Selected text Start Marker

Former President Ronald Reagan would have been 100 years old on February 6, and in celebration of the centennial, his youngest son Ron has released a new book about his father. Titled Ron Reagan - My Father at 100, Ron suggests in the new tome that his father suffered from Alzheimer's disease while in the White House.

'Had the diagnosis been made in, say, 1987, would he have stepped down?', Ron asks in the book to be released next Tuesday. 'I believe he would have'. In excerpts of the memoir released by U.S. News, Ron says he saw hints of confusion and 'an out-of-touch president' during the 1984 campaign and again in 1986 where he claimed his father could not remember the names of the familiar California canyons he was flying over.

Claims: Ronald Reagan's son Ron is releasing a book called My Father at 100

Mr Reagan was formally diagnosed with Alzheimer's disease in August 1994 at the age of 83. But while some people suggested they knew Reagan had the disease while in office, his four White House doctors said they saw no evidence of it.

Ron, 52, writes in the memoir that doctors have more of an understanding of the disease now than back when his father was diagnosed and appreciate that the signs of the disease can be in evidence before it is acutally recognised.

'The question, then, of whether my father suffered from the beginning stages of Alzheimer's while in office more or less answers itself', Ron writes. Alzheimer's is an incurable neurological disorder which destroys brain cells. Mr Reagan informed the nation in a hand written letter when he was formally diagnosed.

Selected text End Marker
Excerpted records Start Marker

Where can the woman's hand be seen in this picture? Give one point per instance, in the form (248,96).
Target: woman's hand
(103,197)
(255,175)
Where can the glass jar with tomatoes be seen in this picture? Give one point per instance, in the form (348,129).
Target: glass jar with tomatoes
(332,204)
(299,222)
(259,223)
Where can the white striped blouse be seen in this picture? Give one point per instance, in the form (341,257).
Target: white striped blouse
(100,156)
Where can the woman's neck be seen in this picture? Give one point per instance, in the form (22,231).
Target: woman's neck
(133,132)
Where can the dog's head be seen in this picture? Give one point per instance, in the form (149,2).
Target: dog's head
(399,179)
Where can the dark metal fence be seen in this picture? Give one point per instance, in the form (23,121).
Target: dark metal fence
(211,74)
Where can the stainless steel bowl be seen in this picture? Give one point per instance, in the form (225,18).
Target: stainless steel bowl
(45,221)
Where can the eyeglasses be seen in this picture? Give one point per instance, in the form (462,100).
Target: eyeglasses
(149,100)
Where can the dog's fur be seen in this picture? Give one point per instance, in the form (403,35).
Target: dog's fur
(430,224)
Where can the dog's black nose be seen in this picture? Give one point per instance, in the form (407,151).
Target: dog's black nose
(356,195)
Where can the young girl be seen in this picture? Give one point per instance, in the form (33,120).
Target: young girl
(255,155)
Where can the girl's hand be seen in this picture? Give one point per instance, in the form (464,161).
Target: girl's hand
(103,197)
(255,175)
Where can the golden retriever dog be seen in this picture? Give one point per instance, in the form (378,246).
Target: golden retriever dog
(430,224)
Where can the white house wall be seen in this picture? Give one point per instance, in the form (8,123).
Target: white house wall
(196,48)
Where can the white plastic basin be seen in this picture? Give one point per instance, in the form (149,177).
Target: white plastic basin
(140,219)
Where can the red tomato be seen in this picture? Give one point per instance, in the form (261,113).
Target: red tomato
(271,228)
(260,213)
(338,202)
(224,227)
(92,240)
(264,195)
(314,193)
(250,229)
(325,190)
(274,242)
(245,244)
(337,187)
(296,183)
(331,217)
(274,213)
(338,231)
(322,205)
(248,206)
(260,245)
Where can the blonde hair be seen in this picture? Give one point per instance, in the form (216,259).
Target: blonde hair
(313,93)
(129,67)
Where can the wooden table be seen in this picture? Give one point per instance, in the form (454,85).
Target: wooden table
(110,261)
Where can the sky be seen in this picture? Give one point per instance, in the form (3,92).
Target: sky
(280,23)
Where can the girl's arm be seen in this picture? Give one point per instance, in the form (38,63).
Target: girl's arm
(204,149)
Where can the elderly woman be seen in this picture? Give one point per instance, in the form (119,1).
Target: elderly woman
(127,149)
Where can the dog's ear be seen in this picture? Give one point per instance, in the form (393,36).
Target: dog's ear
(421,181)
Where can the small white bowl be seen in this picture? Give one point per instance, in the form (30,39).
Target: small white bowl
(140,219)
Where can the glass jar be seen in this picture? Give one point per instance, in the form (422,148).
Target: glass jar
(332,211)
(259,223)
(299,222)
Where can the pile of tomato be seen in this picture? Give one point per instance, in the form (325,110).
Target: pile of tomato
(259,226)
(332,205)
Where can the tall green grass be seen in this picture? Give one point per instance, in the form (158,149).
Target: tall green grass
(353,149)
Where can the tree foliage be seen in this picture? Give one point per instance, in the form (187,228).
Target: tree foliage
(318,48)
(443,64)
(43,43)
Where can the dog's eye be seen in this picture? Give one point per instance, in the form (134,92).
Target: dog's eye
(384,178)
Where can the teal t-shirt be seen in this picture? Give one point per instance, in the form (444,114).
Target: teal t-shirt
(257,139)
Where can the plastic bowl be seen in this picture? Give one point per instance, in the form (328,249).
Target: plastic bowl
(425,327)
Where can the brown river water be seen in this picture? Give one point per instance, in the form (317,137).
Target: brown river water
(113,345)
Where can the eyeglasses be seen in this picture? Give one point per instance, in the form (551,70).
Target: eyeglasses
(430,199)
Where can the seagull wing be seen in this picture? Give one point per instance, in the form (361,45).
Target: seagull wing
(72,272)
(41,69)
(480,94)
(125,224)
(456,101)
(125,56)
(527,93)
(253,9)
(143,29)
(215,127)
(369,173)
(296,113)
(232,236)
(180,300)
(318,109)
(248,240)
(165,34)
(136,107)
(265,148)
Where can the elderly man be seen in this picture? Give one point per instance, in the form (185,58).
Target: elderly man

Excerpted records End Marker

◆ **What to work on**
Summarize the article about Ron Reagan's book on his father in two sentences.

◆ **Answer area**
To mark the centennial of Ronald Reagan's birth, his youngest son Ron has released a book, My Father at 100, which suggests his father suffered from Alzheimer's disease while in the White House. Ron describes hints of confusion during the 1984 campaign and in 1986 and believes his father would have stepped down if diagnosed in 1987, though Reagan was formally diagnosed only in August 1994 and his four White House doctors said they saw no evidence of the disease.